# REQUIRED TASK
Count the lines in the entries below that contain the string "handle", treating case as significant, and give only the number.

Rows taken from a pointing dataset
★ ★ ★ ★

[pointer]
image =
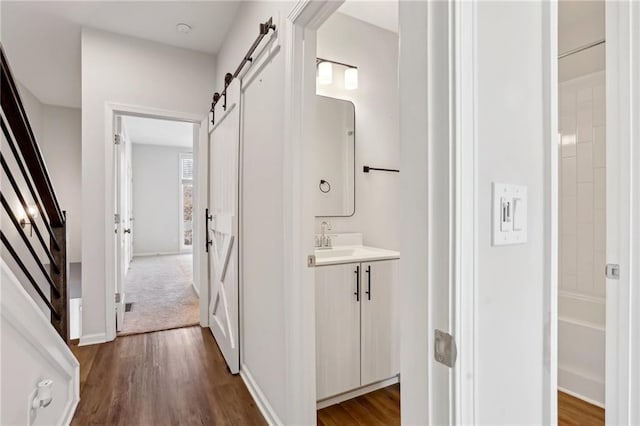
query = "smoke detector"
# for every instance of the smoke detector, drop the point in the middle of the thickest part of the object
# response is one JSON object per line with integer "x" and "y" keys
{"x": 183, "y": 28}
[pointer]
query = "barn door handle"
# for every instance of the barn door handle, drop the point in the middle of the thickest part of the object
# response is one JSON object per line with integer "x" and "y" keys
{"x": 207, "y": 218}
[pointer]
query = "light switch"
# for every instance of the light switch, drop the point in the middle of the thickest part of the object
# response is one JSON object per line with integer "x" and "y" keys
{"x": 509, "y": 214}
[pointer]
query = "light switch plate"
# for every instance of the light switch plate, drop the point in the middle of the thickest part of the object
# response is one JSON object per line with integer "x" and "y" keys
{"x": 509, "y": 214}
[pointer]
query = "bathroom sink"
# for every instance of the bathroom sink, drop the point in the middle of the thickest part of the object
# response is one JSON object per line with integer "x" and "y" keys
{"x": 352, "y": 254}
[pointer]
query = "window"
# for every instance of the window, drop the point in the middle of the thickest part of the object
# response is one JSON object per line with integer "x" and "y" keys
{"x": 186, "y": 199}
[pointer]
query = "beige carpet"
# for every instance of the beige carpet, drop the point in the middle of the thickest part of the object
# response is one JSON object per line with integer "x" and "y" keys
{"x": 162, "y": 295}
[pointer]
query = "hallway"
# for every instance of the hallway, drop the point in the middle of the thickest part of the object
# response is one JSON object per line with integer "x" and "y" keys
{"x": 168, "y": 377}
{"x": 162, "y": 295}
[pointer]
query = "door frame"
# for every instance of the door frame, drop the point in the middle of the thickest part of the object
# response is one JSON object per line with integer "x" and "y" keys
{"x": 113, "y": 109}
{"x": 299, "y": 279}
{"x": 622, "y": 381}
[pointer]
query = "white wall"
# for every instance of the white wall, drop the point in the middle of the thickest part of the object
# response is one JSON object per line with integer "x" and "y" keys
{"x": 375, "y": 52}
{"x": 263, "y": 324}
{"x": 156, "y": 198}
{"x": 32, "y": 351}
{"x": 135, "y": 72}
{"x": 510, "y": 281}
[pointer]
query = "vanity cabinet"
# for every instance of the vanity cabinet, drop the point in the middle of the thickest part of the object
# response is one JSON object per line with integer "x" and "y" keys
{"x": 357, "y": 326}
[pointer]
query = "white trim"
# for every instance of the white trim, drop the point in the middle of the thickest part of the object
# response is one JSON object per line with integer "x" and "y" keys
{"x": 582, "y": 397}
{"x": 550, "y": 240}
{"x": 623, "y": 208}
{"x": 298, "y": 218}
{"x": 92, "y": 339}
{"x": 466, "y": 201}
{"x": 328, "y": 402}
{"x": 112, "y": 110}
{"x": 262, "y": 402}
{"x": 23, "y": 314}
{"x": 167, "y": 253}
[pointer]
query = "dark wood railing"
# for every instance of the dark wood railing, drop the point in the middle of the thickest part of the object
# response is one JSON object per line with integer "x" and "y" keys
{"x": 25, "y": 151}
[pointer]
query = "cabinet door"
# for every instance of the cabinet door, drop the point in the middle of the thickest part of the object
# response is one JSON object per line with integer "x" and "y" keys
{"x": 337, "y": 329}
{"x": 380, "y": 321}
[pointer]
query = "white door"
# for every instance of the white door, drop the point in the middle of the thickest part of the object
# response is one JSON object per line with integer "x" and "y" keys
{"x": 380, "y": 326}
{"x": 119, "y": 155}
{"x": 224, "y": 143}
{"x": 338, "y": 295}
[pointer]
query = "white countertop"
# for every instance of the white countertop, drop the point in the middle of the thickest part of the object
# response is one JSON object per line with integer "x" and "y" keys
{"x": 353, "y": 254}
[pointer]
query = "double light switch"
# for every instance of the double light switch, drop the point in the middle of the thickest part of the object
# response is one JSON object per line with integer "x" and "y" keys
{"x": 509, "y": 214}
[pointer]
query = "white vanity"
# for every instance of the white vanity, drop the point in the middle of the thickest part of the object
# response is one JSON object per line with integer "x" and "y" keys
{"x": 357, "y": 324}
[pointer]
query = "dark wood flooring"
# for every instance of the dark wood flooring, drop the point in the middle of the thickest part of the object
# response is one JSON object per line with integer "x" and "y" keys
{"x": 576, "y": 412}
{"x": 164, "y": 378}
{"x": 381, "y": 407}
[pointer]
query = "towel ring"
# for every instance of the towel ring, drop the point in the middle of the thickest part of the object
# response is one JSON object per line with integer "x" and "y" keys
{"x": 324, "y": 186}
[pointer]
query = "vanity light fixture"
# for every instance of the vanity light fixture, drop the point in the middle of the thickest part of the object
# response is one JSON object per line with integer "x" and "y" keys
{"x": 325, "y": 73}
{"x": 351, "y": 78}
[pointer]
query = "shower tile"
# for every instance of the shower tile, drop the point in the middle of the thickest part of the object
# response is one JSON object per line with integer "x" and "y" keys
{"x": 569, "y": 173}
{"x": 599, "y": 147}
{"x": 585, "y": 203}
{"x": 585, "y": 162}
{"x": 599, "y": 188}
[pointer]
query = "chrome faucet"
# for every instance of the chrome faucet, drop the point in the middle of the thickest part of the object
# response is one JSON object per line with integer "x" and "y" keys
{"x": 325, "y": 240}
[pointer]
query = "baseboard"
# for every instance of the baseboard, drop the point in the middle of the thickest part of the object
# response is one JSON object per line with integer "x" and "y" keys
{"x": 580, "y": 385}
{"x": 70, "y": 411}
{"x": 582, "y": 397}
{"x": 161, "y": 253}
{"x": 265, "y": 408}
{"x": 356, "y": 393}
{"x": 92, "y": 339}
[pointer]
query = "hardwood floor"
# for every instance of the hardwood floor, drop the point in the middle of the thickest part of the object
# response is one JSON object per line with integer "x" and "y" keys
{"x": 381, "y": 407}
{"x": 163, "y": 378}
{"x": 573, "y": 412}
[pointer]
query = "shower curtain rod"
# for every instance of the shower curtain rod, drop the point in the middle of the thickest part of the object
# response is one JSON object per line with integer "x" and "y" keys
{"x": 581, "y": 48}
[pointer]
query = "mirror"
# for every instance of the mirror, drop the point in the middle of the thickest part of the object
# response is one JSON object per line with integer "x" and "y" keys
{"x": 335, "y": 150}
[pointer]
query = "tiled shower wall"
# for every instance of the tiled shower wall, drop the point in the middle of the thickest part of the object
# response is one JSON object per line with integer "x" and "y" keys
{"x": 582, "y": 237}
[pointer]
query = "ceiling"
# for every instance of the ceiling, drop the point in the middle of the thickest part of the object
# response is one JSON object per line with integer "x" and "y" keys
{"x": 152, "y": 131}
{"x": 45, "y": 35}
{"x": 383, "y": 14}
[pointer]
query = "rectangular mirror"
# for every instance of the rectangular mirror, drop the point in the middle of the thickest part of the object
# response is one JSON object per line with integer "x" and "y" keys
{"x": 335, "y": 151}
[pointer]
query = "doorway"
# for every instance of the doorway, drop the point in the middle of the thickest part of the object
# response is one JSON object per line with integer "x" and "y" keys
{"x": 153, "y": 226}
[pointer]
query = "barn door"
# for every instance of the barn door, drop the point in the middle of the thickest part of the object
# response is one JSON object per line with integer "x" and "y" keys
{"x": 222, "y": 227}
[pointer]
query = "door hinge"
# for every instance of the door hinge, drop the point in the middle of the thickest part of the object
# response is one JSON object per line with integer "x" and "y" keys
{"x": 445, "y": 351}
{"x": 612, "y": 271}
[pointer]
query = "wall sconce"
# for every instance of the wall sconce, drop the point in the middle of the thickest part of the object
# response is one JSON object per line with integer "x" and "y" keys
{"x": 325, "y": 73}
{"x": 351, "y": 78}
{"x": 31, "y": 214}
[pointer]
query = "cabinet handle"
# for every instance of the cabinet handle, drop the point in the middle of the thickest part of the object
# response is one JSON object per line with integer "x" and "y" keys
{"x": 368, "y": 283}
{"x": 357, "y": 293}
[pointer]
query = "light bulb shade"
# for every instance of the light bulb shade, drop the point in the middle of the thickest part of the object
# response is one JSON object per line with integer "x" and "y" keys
{"x": 351, "y": 78}
{"x": 325, "y": 73}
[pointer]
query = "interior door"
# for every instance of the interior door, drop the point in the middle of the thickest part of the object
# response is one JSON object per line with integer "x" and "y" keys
{"x": 222, "y": 227}
{"x": 119, "y": 165}
{"x": 380, "y": 321}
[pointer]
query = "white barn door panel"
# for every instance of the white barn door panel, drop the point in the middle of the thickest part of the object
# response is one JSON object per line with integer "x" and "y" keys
{"x": 224, "y": 140}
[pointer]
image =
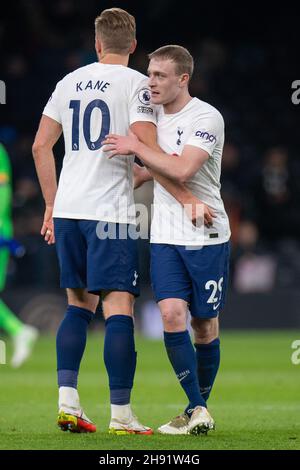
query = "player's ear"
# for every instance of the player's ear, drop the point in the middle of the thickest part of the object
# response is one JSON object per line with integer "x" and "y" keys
{"x": 184, "y": 79}
{"x": 98, "y": 45}
{"x": 133, "y": 46}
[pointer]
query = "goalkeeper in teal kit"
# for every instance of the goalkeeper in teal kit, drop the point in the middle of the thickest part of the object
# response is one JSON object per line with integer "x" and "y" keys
{"x": 23, "y": 335}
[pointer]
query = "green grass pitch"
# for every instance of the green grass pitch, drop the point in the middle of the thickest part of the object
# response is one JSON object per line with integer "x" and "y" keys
{"x": 255, "y": 401}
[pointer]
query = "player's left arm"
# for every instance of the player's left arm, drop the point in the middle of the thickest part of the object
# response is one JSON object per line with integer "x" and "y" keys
{"x": 47, "y": 135}
{"x": 146, "y": 132}
{"x": 180, "y": 169}
{"x": 206, "y": 133}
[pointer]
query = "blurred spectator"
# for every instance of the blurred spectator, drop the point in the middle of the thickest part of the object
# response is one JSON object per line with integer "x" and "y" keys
{"x": 254, "y": 270}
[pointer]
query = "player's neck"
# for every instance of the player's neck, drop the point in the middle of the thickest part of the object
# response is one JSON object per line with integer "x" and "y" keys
{"x": 178, "y": 104}
{"x": 114, "y": 59}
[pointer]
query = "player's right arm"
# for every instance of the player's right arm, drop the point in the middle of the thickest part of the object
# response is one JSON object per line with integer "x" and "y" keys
{"x": 47, "y": 135}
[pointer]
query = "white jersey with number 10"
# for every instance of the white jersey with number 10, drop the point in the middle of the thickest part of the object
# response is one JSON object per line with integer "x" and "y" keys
{"x": 89, "y": 103}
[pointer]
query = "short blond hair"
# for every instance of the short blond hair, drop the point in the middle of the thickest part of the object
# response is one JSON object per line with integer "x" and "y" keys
{"x": 116, "y": 29}
{"x": 183, "y": 60}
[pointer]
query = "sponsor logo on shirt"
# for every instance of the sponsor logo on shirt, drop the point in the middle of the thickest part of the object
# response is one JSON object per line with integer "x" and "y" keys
{"x": 206, "y": 135}
{"x": 179, "y": 133}
{"x": 143, "y": 109}
{"x": 145, "y": 96}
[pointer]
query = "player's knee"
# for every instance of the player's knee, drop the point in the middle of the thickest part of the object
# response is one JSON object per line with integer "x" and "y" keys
{"x": 173, "y": 319}
{"x": 82, "y": 299}
{"x": 205, "y": 330}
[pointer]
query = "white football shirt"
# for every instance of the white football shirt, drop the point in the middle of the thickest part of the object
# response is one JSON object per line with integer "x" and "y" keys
{"x": 201, "y": 125}
{"x": 89, "y": 103}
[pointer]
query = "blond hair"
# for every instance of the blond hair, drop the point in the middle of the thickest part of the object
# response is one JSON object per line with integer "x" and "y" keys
{"x": 116, "y": 29}
{"x": 184, "y": 62}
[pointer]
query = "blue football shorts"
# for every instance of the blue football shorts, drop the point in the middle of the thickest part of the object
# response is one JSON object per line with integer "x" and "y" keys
{"x": 95, "y": 263}
{"x": 198, "y": 276}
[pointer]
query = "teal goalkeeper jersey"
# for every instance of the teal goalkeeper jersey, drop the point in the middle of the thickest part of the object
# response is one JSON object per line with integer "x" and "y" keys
{"x": 5, "y": 194}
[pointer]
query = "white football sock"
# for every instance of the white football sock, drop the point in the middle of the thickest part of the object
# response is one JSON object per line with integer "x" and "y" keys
{"x": 68, "y": 398}
{"x": 121, "y": 412}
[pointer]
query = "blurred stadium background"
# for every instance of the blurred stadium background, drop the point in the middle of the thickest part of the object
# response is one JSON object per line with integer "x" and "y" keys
{"x": 246, "y": 60}
{"x": 245, "y": 65}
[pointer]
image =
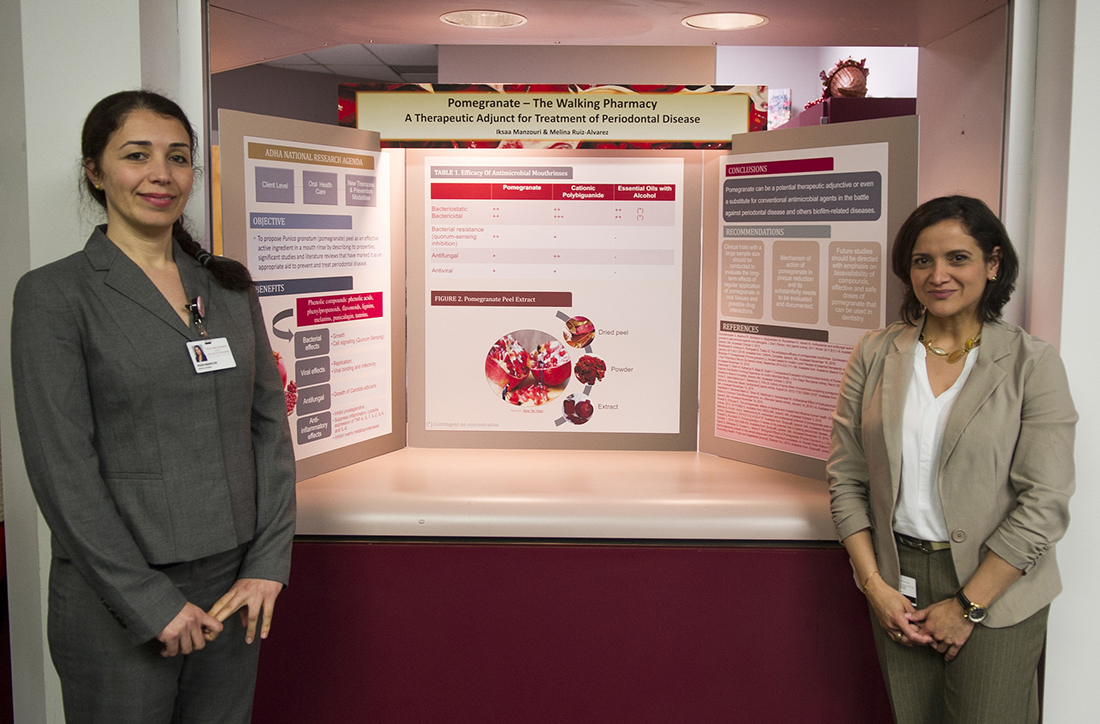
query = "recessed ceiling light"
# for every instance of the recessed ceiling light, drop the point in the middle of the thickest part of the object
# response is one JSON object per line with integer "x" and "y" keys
{"x": 725, "y": 21}
{"x": 482, "y": 19}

★ ★ ★ ★

# FULL OUTPUT
4